Records contained in a dataset
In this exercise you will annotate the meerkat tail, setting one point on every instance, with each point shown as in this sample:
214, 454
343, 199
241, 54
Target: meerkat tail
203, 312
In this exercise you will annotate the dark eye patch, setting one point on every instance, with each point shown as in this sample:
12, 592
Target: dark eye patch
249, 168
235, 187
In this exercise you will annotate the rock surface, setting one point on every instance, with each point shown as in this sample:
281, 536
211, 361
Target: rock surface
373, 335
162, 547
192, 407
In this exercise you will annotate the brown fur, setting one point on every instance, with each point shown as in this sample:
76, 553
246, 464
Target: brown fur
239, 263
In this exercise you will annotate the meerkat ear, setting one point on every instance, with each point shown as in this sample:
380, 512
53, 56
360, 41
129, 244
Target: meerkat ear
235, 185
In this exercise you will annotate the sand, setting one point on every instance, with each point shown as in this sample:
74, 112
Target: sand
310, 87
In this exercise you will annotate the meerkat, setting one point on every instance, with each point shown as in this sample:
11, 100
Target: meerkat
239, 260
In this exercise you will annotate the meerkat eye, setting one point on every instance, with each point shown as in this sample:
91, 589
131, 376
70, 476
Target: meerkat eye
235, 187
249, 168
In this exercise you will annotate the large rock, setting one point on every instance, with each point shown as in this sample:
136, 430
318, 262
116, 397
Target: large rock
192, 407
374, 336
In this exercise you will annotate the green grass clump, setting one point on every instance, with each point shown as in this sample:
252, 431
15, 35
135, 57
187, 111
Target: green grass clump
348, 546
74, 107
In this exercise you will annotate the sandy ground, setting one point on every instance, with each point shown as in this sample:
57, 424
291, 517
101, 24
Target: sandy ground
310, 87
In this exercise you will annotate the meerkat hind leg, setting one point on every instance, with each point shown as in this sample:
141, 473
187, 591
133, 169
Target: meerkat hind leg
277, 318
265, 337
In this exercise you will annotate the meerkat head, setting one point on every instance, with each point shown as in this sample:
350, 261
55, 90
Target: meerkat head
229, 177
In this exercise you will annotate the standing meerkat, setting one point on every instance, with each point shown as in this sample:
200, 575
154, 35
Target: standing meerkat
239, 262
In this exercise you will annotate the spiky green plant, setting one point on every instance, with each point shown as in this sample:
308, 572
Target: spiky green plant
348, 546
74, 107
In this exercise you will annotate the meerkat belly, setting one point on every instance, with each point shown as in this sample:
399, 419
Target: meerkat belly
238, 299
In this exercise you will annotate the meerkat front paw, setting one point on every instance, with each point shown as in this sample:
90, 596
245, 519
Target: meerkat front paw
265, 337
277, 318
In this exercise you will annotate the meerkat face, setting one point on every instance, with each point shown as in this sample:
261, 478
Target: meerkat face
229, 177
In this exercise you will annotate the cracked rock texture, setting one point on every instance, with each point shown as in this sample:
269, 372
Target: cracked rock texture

What is needed
Lines holding "cracked" in the data above: copy each of them.

Result of the task
In this exercise you will annotate the cracked rock texture, setting one point on every instance, with each point shown as in this sample:
Target: cracked rock texture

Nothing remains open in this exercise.